── Source text ──

Debt Finance Flashcards
Outline what you understand by credit risk/ default risk of a bond and state how investors are compensated for this risk
Meaning of credit risk:
• A company with financial difficulties may be unable to fully repay the loan.
• The risk of default is known as the credit risk of the bond, meaning that the bond’s cash-flows are not know with certainty.
Compensation of credit risk:
• To compensate for the risk of default, investors will demand a higher interest rate.
Compare and contrast the terms Debt and Equity
Debt is less risky than equity, so lower return required:
Debt offers Statutory right to interest payments.
Debt holders are paid off before shareholders in corporate liquidation.
Interest payments are tax-deductible.
What are the differences between book value per share and share price?
Book Value uses historic figures to value assets.
And current value of assets may differ from historic figures.
However, share price reflects expectations of future growth or failure
Discuss the weaknesses of the Internal Rate of Return (IRR).
The standard IRR suffers from certain weakness that one should be mindful of when using it:
- Unconventional cash flows will generate multiple IRRs.
- IRR makes an assumption that cash flows attributable to a project will be re-invested at a rate of return equal to IRR.
Note that prevailing interest rates may be different – therefore leading to unrealistic figures
Explain how hard capital rationing can occur
May be imposed externally
• A covenant attached to an existing loan may not allow additional funds to be raised.
• Investors consider the company to be too risky.
• General situation of the economy
Weak form efficiency
According to the weak form of market efficiency, prices reflect the information contained from historic prices. If markets are weak form efficient it should be impossible to consistently make superior profits from studying past returns.
Semi-Strong efficiency
Semi-strong form requires that prices reflect not just past prices but all other published information such as information from reading the financial press. If markets are efficient in this sense prices will adjust immediately to public information such as the announcement of the last quarter’s earnings, a new issue of stock, a merger announcement.
Strong form efficiency
Strong form efficiency is such that prices reflect all information including private information, public and historic information. This form of information could take the form of painstaking analysis of the company and the economy. If the market is strong form efficient, no one investor could make abnormal returns from share dealing, not even from ‘insider information’.

───
── Data shown ──

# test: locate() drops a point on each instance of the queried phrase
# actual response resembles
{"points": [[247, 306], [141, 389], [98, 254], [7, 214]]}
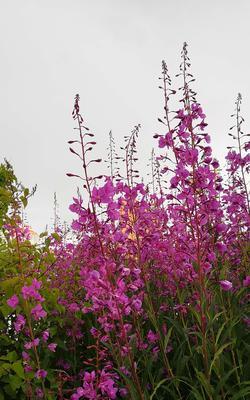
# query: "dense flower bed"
{"points": [[150, 298]]}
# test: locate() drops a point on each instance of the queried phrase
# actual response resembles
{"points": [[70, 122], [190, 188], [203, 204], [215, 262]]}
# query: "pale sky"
{"points": [[110, 52]]}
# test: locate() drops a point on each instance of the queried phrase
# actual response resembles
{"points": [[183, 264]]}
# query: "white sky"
{"points": [[110, 52]]}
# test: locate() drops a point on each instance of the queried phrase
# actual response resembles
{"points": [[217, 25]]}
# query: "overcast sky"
{"points": [[110, 52]]}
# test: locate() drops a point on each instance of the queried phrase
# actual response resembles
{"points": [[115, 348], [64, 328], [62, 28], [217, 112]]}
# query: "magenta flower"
{"points": [[45, 335], [246, 281], [38, 312], [13, 301], [226, 285], [41, 374], [25, 356], [52, 347], [19, 323], [30, 345]]}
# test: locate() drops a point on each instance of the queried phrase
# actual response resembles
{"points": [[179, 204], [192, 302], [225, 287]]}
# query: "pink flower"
{"points": [[226, 285], [39, 393], [52, 347], [45, 335], [246, 281], [137, 304], [38, 312], [41, 374], [152, 337], [34, 343], [13, 301], [25, 356]]}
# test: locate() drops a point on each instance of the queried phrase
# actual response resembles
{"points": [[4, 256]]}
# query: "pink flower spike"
{"points": [[19, 323], [13, 301], [226, 285], [246, 281], [52, 347], [38, 312], [45, 335], [41, 374]]}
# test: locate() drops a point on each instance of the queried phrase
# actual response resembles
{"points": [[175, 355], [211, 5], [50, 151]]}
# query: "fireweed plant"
{"points": [[149, 297]]}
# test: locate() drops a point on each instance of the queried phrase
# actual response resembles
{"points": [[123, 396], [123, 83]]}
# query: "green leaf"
{"points": [[167, 337], [15, 382], [243, 392], [157, 387], [217, 354]]}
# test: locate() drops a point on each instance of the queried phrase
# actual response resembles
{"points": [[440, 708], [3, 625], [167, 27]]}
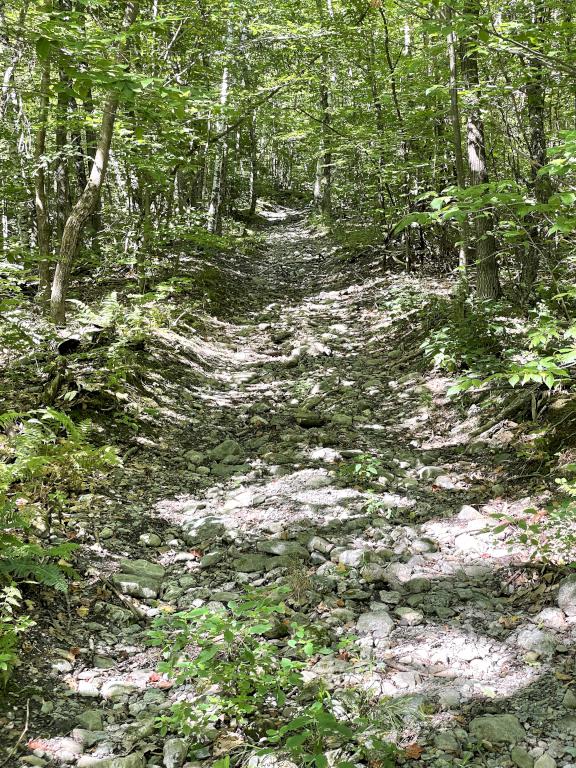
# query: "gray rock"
{"points": [[379, 623], [567, 595], [449, 698], [135, 760], [210, 559], [497, 729], [352, 557], [567, 724], [430, 473], [112, 689], [390, 597], [226, 469], [143, 568], [469, 513], [137, 586], [175, 751], [316, 482], [309, 419], [203, 530], [569, 700], [91, 719], [318, 544], [521, 758], [447, 742], [423, 545], [373, 573], [269, 761], [194, 457], [545, 761], [226, 449], [256, 563], [342, 419], [87, 689], [533, 639], [409, 617], [282, 547], [553, 618]]}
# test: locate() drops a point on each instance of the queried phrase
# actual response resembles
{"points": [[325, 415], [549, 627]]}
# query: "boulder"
{"points": [[497, 729], [378, 623], [567, 595]]}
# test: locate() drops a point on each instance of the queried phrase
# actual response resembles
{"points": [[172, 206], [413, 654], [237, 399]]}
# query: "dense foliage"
{"points": [[137, 136]]}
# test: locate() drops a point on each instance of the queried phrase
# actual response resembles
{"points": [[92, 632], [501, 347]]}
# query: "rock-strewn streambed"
{"points": [[240, 484]]}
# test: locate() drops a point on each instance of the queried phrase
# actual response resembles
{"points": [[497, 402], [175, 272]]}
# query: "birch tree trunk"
{"points": [[40, 196], [88, 200], [323, 178], [536, 108], [487, 272], [455, 121], [214, 222]]}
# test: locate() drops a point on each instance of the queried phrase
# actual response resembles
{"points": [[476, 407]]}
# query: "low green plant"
{"points": [[12, 625], [242, 666], [548, 534], [45, 460]]}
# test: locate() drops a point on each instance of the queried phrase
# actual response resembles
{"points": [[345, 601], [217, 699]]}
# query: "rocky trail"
{"points": [[238, 481]]}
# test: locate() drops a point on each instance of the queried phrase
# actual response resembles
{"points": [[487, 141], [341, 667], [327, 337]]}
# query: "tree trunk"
{"points": [[253, 190], [40, 197], [457, 138], [86, 203], [214, 222], [487, 271], [536, 108], [323, 179]]}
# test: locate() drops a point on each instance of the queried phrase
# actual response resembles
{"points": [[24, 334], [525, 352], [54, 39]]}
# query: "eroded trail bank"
{"points": [[266, 431]]}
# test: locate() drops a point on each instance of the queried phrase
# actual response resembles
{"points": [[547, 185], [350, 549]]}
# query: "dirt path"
{"points": [[241, 476]]}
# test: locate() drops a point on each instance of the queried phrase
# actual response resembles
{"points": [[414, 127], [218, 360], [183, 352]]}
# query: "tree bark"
{"points": [[536, 108], [323, 179], [487, 270], [455, 121], [214, 222], [40, 196], [86, 203]]}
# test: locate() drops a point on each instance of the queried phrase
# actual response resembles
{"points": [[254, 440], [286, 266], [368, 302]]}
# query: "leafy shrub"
{"points": [[471, 338], [11, 626], [239, 677]]}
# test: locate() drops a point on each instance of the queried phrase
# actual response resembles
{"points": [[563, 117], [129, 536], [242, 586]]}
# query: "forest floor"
{"points": [[237, 480]]}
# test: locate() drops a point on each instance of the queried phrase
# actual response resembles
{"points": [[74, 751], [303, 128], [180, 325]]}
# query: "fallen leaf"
{"points": [[413, 752]]}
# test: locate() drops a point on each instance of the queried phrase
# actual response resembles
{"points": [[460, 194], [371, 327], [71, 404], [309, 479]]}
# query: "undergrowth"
{"points": [[244, 680], [46, 460]]}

───

→ Requirement
In the debt finance flashcards above, condense the paragraph that begins "Semi-strong form requires that prices" into a short bulleted list that keeps its main facts.

→ The result
- Under semi-strong efficiency, prices reflect past prices and all other published information, such as information from the financial press.
- In a market that is efficient in this sense, prices adjust immediately to public information. Examples include an announcement of the last quarter's earnings, a new issue of stock, or a merger announcement.